---- Извлечённый текст

«МАЛЕНЬКИЙ ЧЕЛОВЕК» В ТВОРЧЕСТВЕ СОЛЖЕНИЦЫНА: ИСТОРИКО-ЛИТЕРАТУРНАЯ ПЕРСПЕКТИВА
В рамках этой статьи хотелось бы преимущественно сосредоточиться на самых, пожалуй, известных персонажах Александра Исаевича, которых можно причислить к подобному типу: именно они и увековечены на московском памятнике А.И. Солженицыну: Иване Денисовиче и Матрёне. В том контексте, который обозначен в названии предлагаемой работы.
Уже в перестройку, в октябре 1987 г., Асир Сандлер в «Собеседнике» заявил: «”Один день Ивана Денисовича” Солженицына я не принял после первого прочтения категорически… Солженицын описал и тем самым в немалой степени типизировал лагеря того времени. И главной персоной оказался Иван Денисович, человек с минимальными духовными запросами, замкнутый на своих сиюминутных заботах, но которого Солженицын подал как образ, символ русского народа. А подлинных пролетариев, которые в двадцатые годы кончали рабфаки, а потом промакадемии и становились масштабными людьми, подлинную интеллигенцию во всех сферах науки и культуры он соизволил не заметить. Хотя именно она и была главной, основной массой репрессированных, начиная с тридцать седьмого года» (1). В сущности, Сандлер лишь повторил, подытожил те упрёки, которые были обращены к Солженицыну, начиная уже с самой первой публикации «Одного дня»: не та «главная тема», не о тех, не они главные жертвы советского тоталитарного режима.
Леонид Жуховицкий, рассуждая о Матрёне Солженицына, так — в 1964 году – в «Литературной России» истолковал смысл произведения: «…независимо от первоначальных намерений художника, рассказ показал бессмысленность, обреченность и даже аморальность праведнической морали, несмотря на прекрасные душевные качества самой Матрёны. <...> Сколько зла [96] на планете творится послушными руками таких вот праведников! Сколько жуликов и подлецов привычно рассчитывают на их смиренную покорность и неразборчивую доброту! Рассказ убедительно показал, что в борьбе за счастье ее и сотен миллионов других Матрён земного шара лучше рассчитывать не на праведников, а на обычных, “грешных” людей» (2).

--------
---- Набор данных

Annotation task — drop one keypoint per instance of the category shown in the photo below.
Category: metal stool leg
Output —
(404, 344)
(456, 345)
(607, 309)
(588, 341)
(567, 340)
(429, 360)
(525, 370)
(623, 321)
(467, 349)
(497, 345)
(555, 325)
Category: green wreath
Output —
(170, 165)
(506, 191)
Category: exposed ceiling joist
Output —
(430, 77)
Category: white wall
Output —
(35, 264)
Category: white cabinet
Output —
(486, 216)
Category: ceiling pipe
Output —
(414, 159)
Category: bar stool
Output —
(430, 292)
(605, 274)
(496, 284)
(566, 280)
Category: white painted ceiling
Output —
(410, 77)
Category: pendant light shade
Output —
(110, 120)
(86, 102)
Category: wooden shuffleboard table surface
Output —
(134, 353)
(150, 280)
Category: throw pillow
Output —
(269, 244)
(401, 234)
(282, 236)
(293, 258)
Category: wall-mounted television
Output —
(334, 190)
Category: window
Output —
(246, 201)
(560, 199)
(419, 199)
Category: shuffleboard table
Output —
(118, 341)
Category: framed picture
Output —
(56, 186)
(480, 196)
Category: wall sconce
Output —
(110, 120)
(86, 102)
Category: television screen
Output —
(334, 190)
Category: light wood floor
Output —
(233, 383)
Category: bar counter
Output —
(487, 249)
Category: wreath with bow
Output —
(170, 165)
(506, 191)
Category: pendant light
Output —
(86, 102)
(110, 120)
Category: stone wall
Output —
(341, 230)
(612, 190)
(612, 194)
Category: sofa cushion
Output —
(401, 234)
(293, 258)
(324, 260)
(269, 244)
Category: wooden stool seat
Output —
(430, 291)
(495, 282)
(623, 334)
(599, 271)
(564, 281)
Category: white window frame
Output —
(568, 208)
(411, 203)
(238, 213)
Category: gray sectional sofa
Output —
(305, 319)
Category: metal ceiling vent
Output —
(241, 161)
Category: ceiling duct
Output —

--------

(Задания для выполнения):
(a) Ответьте на вопросы по статье о «маленьком человеке» у Солженицына:
(i) Каких персонажей увековечили на московском памятнике А.И. Солженицыну?
(ii) В каком издании и когда выступил Асир Сандлер?
(iii) В каком издании и в каком году Леонид Жуховицкий истолковал смысл рассказа о Матрёне?
(b) Продолжите статью о «маленьком человеке» у Солженицына с того места, на котором она обрывается.
Приведённые позиции к работе отношения не имеют.

(Ответы к заданию):
(a)
(i) Ивана Денисовича и Матрёну.
(ii) В «Собеседнике», в октябре 1987 г.
(iii) В «Литературной России», в 1964 году.

(b)
Стало уже общим местом, когда пишут о Солженицыне, отмечать: «в его прозе переплелись традиционные темы: тема “маленького человека” и тема очищения через страдание (3). Действительно, у Солженицына неизменно чувство симпатии и уважения к третируемым фактически, хотя и превозносимым советским официозом, «простым» людям. Как замечает Л.И. Сараскина, «… это был поворот к личности, которая в советской иерархии унижена и подавлена в наибольшей степени, но которая в наименьшей степени живет по лжи. Это был личный протест против уже понятого обмана оттепели, с ее интеллектуальной трусостью и дозированным свободомыслием» (4).
Не будем приводить многочисленные суждения критиков насчет того, что к «маленькому человеку» Ивану Денисовичу автор относится «лучше» чем, к примеру, к «образованному» Цезарю Марковичу (5). Но является ли покорный Иван Денисович («терпила», как подобных людей называют на нынешнем молодёжном сленге) вполне субъектом (личностью)?
Вопрос сложный. Все мы помним финал солженицынского текста: «Засыпал Шухов, вполне удоволенный. На дню у него выдалось сегодня много удач: в карцер не посадили, на Соцгородок бригаду не выгнали, в обед он закосил кашу, бригадир хорошо закрыл процентовку, стену Шухов клал весело, с ножевкой на шмоне не попался, подработал вечером у Цезаря и табачку купил. И не заболел, перемогся. Прошел день, ничем не омраченный, почти счастливый» (6).
Немыслимый – как будто — для сколько-нибудь уважающей себя личности — «минимализм» солженицынского персонажа, на первый взгляд, склоняет к выводу о практически угасшей субъектности (особенно горько [97] – в авторском сарказме – последнее: «почти счастливый»). Такого рода эстетизация подобной покорности кажется тем более странной, если вспомнить неукротимый бунт против «системы» самого писателя. Или, скажем, его особые симпатии к личности Столыпина, который воплощает ведь совершенно иной человеческий тип, нежели Иван Денисович.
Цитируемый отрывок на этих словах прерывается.